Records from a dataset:
=====
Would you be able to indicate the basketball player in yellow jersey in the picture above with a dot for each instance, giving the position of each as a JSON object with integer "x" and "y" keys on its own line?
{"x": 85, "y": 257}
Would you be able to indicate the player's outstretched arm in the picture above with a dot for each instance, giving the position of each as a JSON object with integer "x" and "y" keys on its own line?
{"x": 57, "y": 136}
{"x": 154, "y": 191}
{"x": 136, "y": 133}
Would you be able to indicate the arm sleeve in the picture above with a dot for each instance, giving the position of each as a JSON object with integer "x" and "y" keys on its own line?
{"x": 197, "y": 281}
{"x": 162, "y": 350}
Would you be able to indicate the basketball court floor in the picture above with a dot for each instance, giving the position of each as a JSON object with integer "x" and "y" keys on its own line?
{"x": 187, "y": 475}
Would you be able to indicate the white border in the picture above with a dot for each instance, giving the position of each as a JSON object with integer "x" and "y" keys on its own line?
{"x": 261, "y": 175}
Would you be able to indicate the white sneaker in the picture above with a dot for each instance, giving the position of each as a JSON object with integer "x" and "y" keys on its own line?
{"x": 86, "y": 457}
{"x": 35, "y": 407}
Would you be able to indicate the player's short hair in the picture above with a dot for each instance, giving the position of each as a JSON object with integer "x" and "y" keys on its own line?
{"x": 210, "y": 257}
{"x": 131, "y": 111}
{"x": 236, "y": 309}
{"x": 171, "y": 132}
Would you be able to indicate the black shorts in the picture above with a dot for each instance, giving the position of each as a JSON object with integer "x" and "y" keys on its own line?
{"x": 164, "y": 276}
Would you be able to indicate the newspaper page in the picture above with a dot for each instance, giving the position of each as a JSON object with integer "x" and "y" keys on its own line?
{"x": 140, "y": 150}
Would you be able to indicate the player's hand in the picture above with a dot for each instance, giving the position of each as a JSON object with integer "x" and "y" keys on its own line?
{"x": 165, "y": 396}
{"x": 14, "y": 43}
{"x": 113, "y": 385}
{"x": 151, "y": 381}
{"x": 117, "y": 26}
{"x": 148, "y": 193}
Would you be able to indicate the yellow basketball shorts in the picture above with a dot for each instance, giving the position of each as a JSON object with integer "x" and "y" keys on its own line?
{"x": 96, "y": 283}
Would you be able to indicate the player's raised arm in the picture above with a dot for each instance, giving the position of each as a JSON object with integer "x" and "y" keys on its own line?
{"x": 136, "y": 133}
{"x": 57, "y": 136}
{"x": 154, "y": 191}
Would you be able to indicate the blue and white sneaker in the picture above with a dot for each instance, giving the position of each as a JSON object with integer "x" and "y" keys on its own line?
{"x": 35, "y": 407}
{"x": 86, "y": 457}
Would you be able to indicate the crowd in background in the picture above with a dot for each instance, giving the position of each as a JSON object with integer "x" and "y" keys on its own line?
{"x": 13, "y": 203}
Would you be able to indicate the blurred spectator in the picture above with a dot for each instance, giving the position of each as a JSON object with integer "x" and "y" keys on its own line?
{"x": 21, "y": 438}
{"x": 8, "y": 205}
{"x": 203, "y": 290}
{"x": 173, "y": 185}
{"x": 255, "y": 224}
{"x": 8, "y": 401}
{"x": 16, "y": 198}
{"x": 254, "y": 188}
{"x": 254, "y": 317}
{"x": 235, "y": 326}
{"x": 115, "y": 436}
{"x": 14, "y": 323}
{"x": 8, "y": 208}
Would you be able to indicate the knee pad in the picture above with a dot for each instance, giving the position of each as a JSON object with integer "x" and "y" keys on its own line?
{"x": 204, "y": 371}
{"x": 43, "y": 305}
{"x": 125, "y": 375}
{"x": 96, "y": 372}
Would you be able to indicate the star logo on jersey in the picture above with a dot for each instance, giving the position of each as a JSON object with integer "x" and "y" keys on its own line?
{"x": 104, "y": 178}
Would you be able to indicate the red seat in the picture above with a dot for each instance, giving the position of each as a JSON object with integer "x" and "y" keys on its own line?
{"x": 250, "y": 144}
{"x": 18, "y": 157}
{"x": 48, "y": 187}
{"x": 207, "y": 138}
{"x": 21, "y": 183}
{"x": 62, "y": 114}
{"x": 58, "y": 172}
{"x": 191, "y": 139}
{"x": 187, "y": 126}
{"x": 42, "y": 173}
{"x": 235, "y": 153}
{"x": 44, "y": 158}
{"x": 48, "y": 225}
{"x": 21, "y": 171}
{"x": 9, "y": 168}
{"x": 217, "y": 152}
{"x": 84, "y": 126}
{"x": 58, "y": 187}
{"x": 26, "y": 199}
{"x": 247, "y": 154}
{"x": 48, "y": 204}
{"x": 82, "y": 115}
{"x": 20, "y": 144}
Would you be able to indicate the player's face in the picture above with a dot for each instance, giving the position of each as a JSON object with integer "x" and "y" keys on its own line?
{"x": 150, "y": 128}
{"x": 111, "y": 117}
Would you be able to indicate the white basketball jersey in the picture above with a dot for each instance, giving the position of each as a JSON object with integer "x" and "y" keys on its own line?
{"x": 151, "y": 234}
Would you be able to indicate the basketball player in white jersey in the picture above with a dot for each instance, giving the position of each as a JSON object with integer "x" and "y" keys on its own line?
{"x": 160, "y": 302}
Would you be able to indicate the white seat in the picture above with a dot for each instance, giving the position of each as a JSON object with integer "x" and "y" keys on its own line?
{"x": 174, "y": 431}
=====
Transcribe, in full, each record that appears above.

## [Response below]
Would you be able to indicate the basketball player in yellow jersey in the picture above with a dot for each instance, giving the position of each as a JSON object with integer "x" and "y" keys on its own line?
{"x": 85, "y": 257}
Would you be able to indicate the player's outstretched arm in the picture above with a dot for each instance, giving the position of each as a JSON object with integer "x" and "y" keys on its own line?
{"x": 57, "y": 136}
{"x": 154, "y": 191}
{"x": 136, "y": 133}
Would you be able to indicate the arm sleeve in the picture above with a dot for each instance, giving the position of each as a JSON object with integer "x" and "y" keys on its own line?
{"x": 197, "y": 281}
{"x": 162, "y": 350}
Would you be able to indicate the basketball court floor in the picture above with a dot for each instance, giving the position of each as a JSON object with integer "x" and "y" keys on its own line?
{"x": 187, "y": 475}
Would you be able to indicate the white border in the picture above with a dot for each instance, giving the position of each as a JSON object with integer "x" and "y" keys on its own line?
{"x": 261, "y": 175}
Would you be able to indicate the white sneaker in the picture above with a dot for each instance, giving the position of each as a JSON object with integer "x" and "y" keys on its own line?
{"x": 86, "y": 457}
{"x": 35, "y": 407}
Would you be able to indicate the player's short hair in the picture above with a dot for each instance, giving the position of each as a JSON object with integer "x" and "y" keys on its own line?
{"x": 210, "y": 257}
{"x": 131, "y": 111}
{"x": 236, "y": 309}
{"x": 171, "y": 132}
Would you be able to indicate the black shorts in the picture above with a dot for each instance, giving the position of each as a JSON object with integer "x" and "y" keys on its own line?
{"x": 164, "y": 276}
Would you be able to indicate the newspaper page in the picture above with a dot for each instance, giving the position of each as a JSON object with integer "x" and "y" keys on its own line?
{"x": 140, "y": 150}
Would you be able to indicate the player's hand in the picture above with a dot for each instance, giving the position of each as a JSON object with integer "x" and "y" keys on its own line?
{"x": 165, "y": 396}
{"x": 14, "y": 43}
{"x": 113, "y": 385}
{"x": 151, "y": 381}
{"x": 117, "y": 26}
{"x": 148, "y": 193}
Would you be able to indicate the yellow basketball shorts in the picture above with a dot for each instance, giving the position of each as a JSON object with integer "x" and "y" keys on its own line?
{"x": 96, "y": 283}
Would you be able to indicate the player's raised arm in the picture above with a dot for each instance, giving the position of each as a JSON object with integer "x" and "y" keys on its own line?
{"x": 136, "y": 133}
{"x": 57, "y": 136}
{"x": 154, "y": 191}
Would you be able to indicate the blue and white sneaker in the picture above with a dot for each instance, giving the position of each as a JSON object with integer "x" and "y" keys on its own line?
{"x": 35, "y": 407}
{"x": 86, "y": 457}
Would you be able to indicate the crowd in background in the picture above with a dot for each instance, giving the position of each as a JSON object with integer "x" and "y" keys on its own line?
{"x": 13, "y": 203}
Would you be able to indicate the blurred spectator in the picture above with a dot for each instance, giving the position of each as a JSON object with integer "x" and "y" keys on its own line?
{"x": 21, "y": 438}
{"x": 8, "y": 205}
{"x": 203, "y": 290}
{"x": 173, "y": 185}
{"x": 255, "y": 224}
{"x": 8, "y": 401}
{"x": 16, "y": 198}
{"x": 254, "y": 188}
{"x": 254, "y": 317}
{"x": 235, "y": 326}
{"x": 115, "y": 436}
{"x": 14, "y": 323}
{"x": 8, "y": 208}
Would you be able to indicate the knee pad in the picture above with a dot for each instance, giving the position of each as a JSON object with integer "x" and "y" keys on its own line?
{"x": 204, "y": 371}
{"x": 43, "y": 305}
{"x": 125, "y": 375}
{"x": 96, "y": 372}
Would you be able to indicate the star logo on jersey in the picture above with a dot for each instance, giving the position of each as a JSON object with integer "x" and "y" keys on its own line?
{"x": 104, "y": 178}
Would you be able to indicate the red seat in the picture above with a dot for each instance, giving the position of each as a JSON object with integer "x" and "y" keys on its own line?
{"x": 250, "y": 144}
{"x": 18, "y": 157}
{"x": 48, "y": 187}
{"x": 207, "y": 138}
{"x": 21, "y": 183}
{"x": 62, "y": 114}
{"x": 58, "y": 172}
{"x": 191, "y": 139}
{"x": 187, "y": 126}
{"x": 42, "y": 173}
{"x": 235, "y": 153}
{"x": 44, "y": 158}
{"x": 48, "y": 225}
{"x": 21, "y": 171}
{"x": 9, "y": 168}
{"x": 217, "y": 152}
{"x": 84, "y": 126}
{"x": 58, "y": 187}
{"x": 26, "y": 199}
{"x": 247, "y": 154}
{"x": 48, "y": 204}
{"x": 82, "y": 115}
{"x": 20, "y": 144}
Would you be able to indicate the player's face in the picture above with a dot for each instance, giving the position of each as a JSON object with integer "x" and "y" keys on its own line?
{"x": 150, "y": 128}
{"x": 111, "y": 117}
Would you be able to indicate the white basketball jersey in the picture above with a dot for each instance, giving the position of each as a JSON object with integer "x" and "y" keys on its own line?
{"x": 151, "y": 234}
Would you be able to indicate the basketball player in white jersey in the picture above with a dot for each instance, giving the position of each as a JSON object with integer "x" and "y" keys on its own line?
{"x": 160, "y": 302}
Would you be able to indicate the white seat in the picture above with a dot for each instance, giving the position of each as a JSON object with integer "x" and "y" keys on its own line?
{"x": 174, "y": 431}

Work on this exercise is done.